- [SOURCE]
>> BEGIN

# Help with sagging drape-rod and supporting the middle section



## chandler48 (Jun 5, 2017)

Not being able to see the attachment points on the ends, all I can suggest is installing a midpoint bracket to the trim. http://www.homedepot.com/p/Home-Dec...in-Nickel-Cafe-Rod-Bracket-03-0249P/203717782


----------



## lenaitch (Feb 10, 2014)

In addition to Chandler's response, it's a bit of a hack job but I have seen the trim pulled slightly away from the wall - enough the let the mid-bracket slip in behind, then re-secure the trim with a couple of finishing nails on either side of the bracket. This allows the bracket to at least side against something smooth a vertical as opposed to the curved surface of the trim. As an alternative, if you have a scrap of trim, mount a piece upside-down and reversed over the trim on the wall. This should give a reasonable smooth and vertical surface for the mid bracket.

Otherwise, you could raise the rod so the brackets clear the trim, if possible.


----------



## Nealtw (Jun 22, 2017)

I think you will have to go up a little.


----------



## RPK62181 (Aug 27, 2017)

>> END

- [TASKS FOR THIS EXERCISE]
**1.** Condense the paragraph of the drape-rod thread that begins "In addition to Chandler's response" into a short list, keeping its main facts.
**2.** Pick up the drape-rod thread from its final line and write the post that follows it.

- [DATA EXCERPT]

>> BEGIN

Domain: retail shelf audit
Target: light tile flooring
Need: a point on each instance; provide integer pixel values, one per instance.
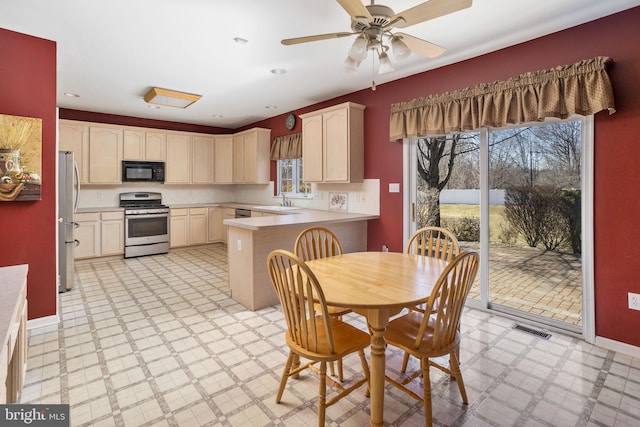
(157, 341)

>> END

- [ANSWERS PROVIDED]
**1.**
- One workaround, admittedly a bit of a hack job, is to pull the trim slightly away from the wall, slip the mid-bracket in behind it, and re-secure the trim with a couple of finishing nails on either side of the bracket.
- This lets the bracket rest against something smooth and vertical instead of the curved surface of the trim.
- Alternatively, a scrap piece of trim can be mounted upside-down and reversed over the trim on the wall, giving the mid bracket a reasonably smooth and vertical surface.

**2.**
Do these images help at all? I might look for some trim to try that suggestion. The people at Home Depot were so unhelpful. They gave me an L shaped bracket that, of course, isn't right for it. They had no suggestions. I hate hanging rods. I always mess up and make a big disaster out of my wall with drilling. Hence...having someone do it for 20 bucks while they were fixing something else. Not sure why they put it so low! Ugh! Frustrating.


----------



## Nealtw (Jun 22, 2017)

You just need one more bracket like the ones you have and raise them all just above the trim so the center one will work.


----------



## RPK62181 (Aug 27, 2017)

Thanks! The only problem I have if I move the brackets all up further is that the drapery is now too short. They are the right length where they are but if I raise the rod They might look strange where they land at the wall. I might try the trim method if I can find some to see if that works.


----------



## Druidia (Oct 9, 2011)

If you don't want to redo the two installed brackets, then:
If the house is yours, cut out a notch of the trim so you can fit in a third bracket.


----------



## Nealtw (Jun 22, 2017)

RPK62181 said:


> Thanks! The only problem I have if I move the brackets all up further is that the drapery is now too short. They are the right length where they are but if I raise the rod They might look strange where they land at the wall. I might try the trim method if I can find some to see if that works.


If you have three of these you can adjust the depth and maybe you will need a spacer behind the midle one to keep it level.
http://www.homedepot.com/p/Home-Decorators-Collection-5-8-in-Cafe-Rod-Brackets-03-0245P/203675170


----------



## phDesign (Sep 26, 2017)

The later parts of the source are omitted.